● **Exercise details**
From the first line to the last, restate every record word for word, leaving out the pictures.

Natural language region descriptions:
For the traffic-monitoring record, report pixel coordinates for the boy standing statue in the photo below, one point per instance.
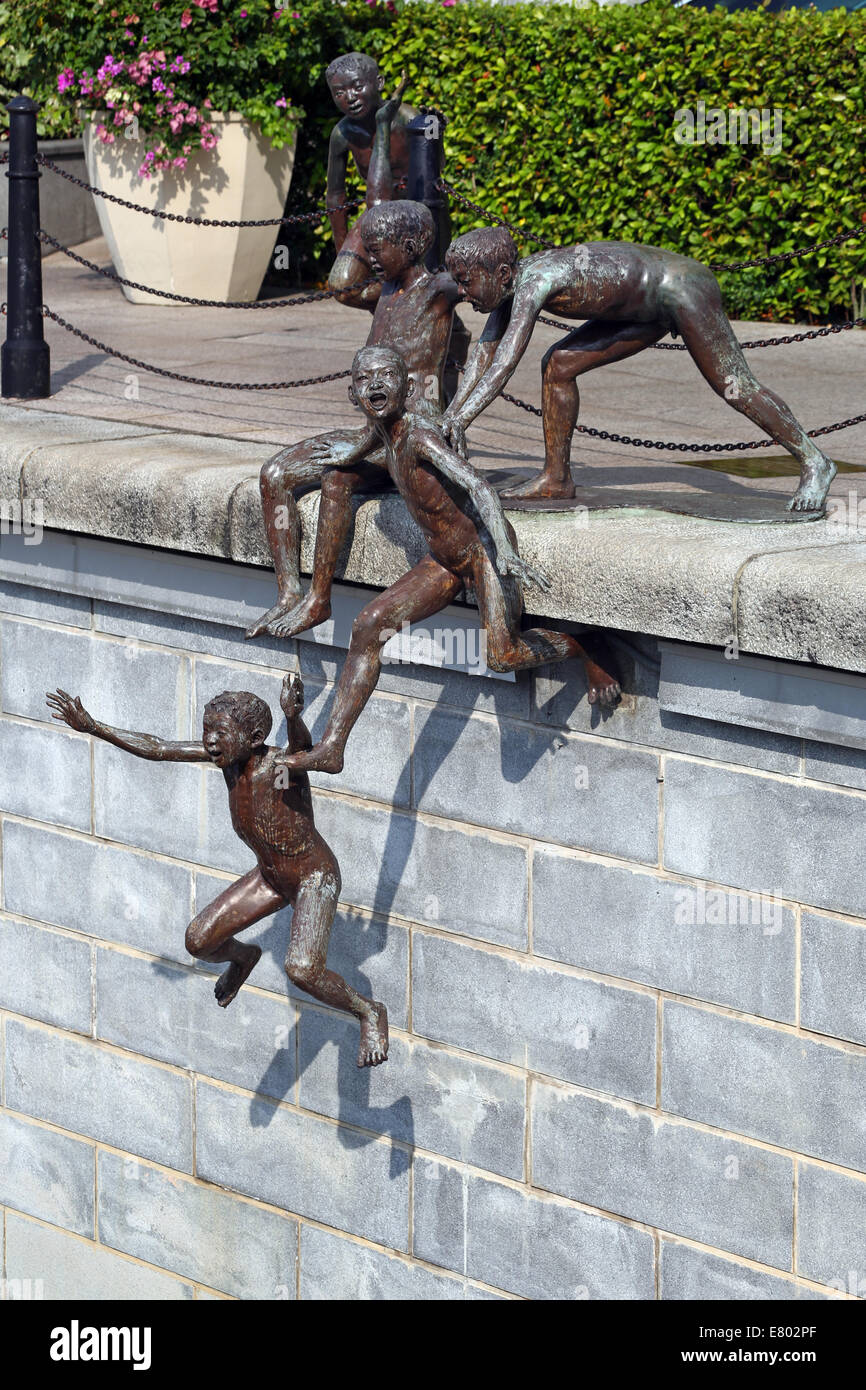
(373, 131)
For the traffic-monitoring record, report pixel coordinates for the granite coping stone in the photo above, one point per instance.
(784, 591)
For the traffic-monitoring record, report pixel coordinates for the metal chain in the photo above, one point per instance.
(680, 448)
(203, 303)
(338, 375)
(178, 375)
(755, 342)
(202, 221)
(761, 260)
(804, 250)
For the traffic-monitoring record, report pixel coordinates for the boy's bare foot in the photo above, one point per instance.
(305, 615)
(266, 622)
(542, 487)
(602, 690)
(816, 477)
(321, 758)
(373, 1047)
(234, 976)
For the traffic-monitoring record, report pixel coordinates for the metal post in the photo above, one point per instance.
(25, 367)
(424, 170)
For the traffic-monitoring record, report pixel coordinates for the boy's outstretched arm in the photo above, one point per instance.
(485, 501)
(291, 701)
(70, 710)
(338, 161)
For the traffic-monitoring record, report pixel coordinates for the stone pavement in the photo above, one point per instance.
(655, 395)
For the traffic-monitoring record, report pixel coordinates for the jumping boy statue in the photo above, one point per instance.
(273, 813)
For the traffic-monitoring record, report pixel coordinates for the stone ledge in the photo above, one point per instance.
(793, 592)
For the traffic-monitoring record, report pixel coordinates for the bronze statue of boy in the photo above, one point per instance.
(414, 314)
(630, 296)
(373, 131)
(273, 813)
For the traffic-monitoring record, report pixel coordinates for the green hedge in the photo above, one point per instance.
(562, 120)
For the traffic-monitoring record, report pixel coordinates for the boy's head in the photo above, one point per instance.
(396, 235)
(483, 263)
(235, 723)
(356, 84)
(380, 382)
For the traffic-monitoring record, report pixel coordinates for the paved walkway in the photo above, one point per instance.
(655, 395)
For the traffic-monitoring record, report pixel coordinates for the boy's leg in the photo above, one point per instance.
(338, 487)
(349, 271)
(706, 331)
(594, 344)
(210, 936)
(293, 467)
(512, 649)
(312, 922)
(423, 591)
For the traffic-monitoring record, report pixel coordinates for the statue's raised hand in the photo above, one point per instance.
(391, 106)
(291, 695)
(70, 710)
(526, 574)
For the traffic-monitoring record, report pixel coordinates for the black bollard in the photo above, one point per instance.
(424, 170)
(25, 364)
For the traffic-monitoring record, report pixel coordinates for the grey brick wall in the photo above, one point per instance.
(624, 961)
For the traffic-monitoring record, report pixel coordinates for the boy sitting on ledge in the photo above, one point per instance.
(273, 813)
(414, 314)
(470, 544)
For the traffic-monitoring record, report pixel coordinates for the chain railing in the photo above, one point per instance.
(202, 303)
(289, 220)
(761, 260)
(184, 377)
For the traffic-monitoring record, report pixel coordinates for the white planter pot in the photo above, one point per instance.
(242, 178)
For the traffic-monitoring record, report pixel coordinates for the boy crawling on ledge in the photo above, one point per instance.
(470, 544)
(273, 813)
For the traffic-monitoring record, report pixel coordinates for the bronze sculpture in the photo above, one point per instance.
(373, 131)
(414, 314)
(470, 544)
(631, 296)
(273, 813)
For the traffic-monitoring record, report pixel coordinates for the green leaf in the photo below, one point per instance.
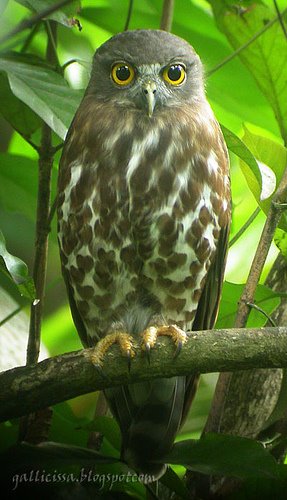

● **Reply to the exercise**
For the traffic-monitoring record, report pixel coordinates for the boy standing statue in the photo below, one point per instance.
(373, 131)
For the traffic-monitoring record, report pixel coordinates for the granite coping stone in the photo above, one point per instance.
(784, 591)
For the traffic-monitoring record, report pixel coordinates for the metal chain in the photo above, one point per instance.
(680, 448)
(203, 303)
(338, 375)
(178, 375)
(755, 342)
(202, 221)
(761, 260)
(804, 250)
For the traffic-monitoring record, report pixel coordinates for the boy's bare foot in the photo above, one point per instance.
(305, 615)
(266, 622)
(542, 487)
(602, 690)
(816, 477)
(321, 758)
(373, 1047)
(234, 976)
For the traffic-monitoring record, report pixel coordinates for the metal post in the photo above, one point per instance.
(25, 367)
(424, 170)
For the traffic-monitoring record, report pixel coordinates for the boy's outstretched arm in the photo above, one point per instance.
(485, 501)
(291, 701)
(70, 710)
(338, 161)
For the traffic-monitoring record, report pixel coordinates for the stone pavement in the photo above, one point per instance.
(655, 395)
For the traffic-monitoring record, report pixel coordinates for the jumping boy statue in the photo above, one point per instance.
(273, 813)
For the traffic-monitoring record, report pixel coordinates for the stone ledge in the photo above, one point per instance.
(793, 592)
For the traffic-monitoring record, report pixel coordinates for the bronze statue of boy in the photo above, one point per instance.
(414, 314)
(630, 296)
(373, 131)
(273, 813)
For the traffic-monitoring record, report pixel coordinates for the green hedge in the photo above, one point per instance.
(562, 120)
For the traffic-monitoring record, report pixel coordinates for the boy's head in the photo above, one point per instance.
(396, 235)
(483, 263)
(235, 723)
(356, 84)
(380, 382)
For the traffic-monitoring record, report pixel coordinates for the paved walkway in the photo above, one point per instance.
(655, 395)
For the traffic-monitoring record, report pixel coordinates for the boy's leg in the photo above, one point per instance.
(338, 487)
(349, 271)
(706, 331)
(594, 344)
(210, 936)
(293, 467)
(512, 649)
(312, 922)
(423, 591)
For the traffic-monitoring record, report pixel coordinates for the statue's raised hand in the photo above, one point per instance.
(391, 106)
(291, 695)
(70, 710)
(526, 574)
For the traffic-monitoring record, report pixel coordinates for the black bollard in the photo above, one point per instance.
(424, 170)
(25, 364)
For the traffic-monitoring record, report pixel coordinates for the grey brick wall in the photo above, one point per instance.
(624, 961)
For the traffic-monitoring record, report pixel coordinates for the boy sitting on ledge in the photo above, one point per instance.
(273, 813)
(414, 314)
(470, 544)
For the traffic-monitoring record, report pixel coordinates for the chain railing in the photo above, one point per instance.
(202, 303)
(289, 220)
(761, 260)
(184, 377)
For the traffic-monitoring record, report pixel coordinates for the white planter pot in the photo above, one point per instance.
(242, 178)
For the traffic-monitoring record, report pixel coordinates for the boy crawling on ledge in the photo above, one point per instance.
(470, 544)
(273, 813)
For the traffic-monitoring record, report pixel coordinates for the bronze sculpture in the photo above, one point per instance.
(373, 131)
(414, 314)
(470, 544)
(631, 296)
(273, 813)
For the traffic-monitoring record, report pixel coordinates for the green leaf in the photo below, one point per instance.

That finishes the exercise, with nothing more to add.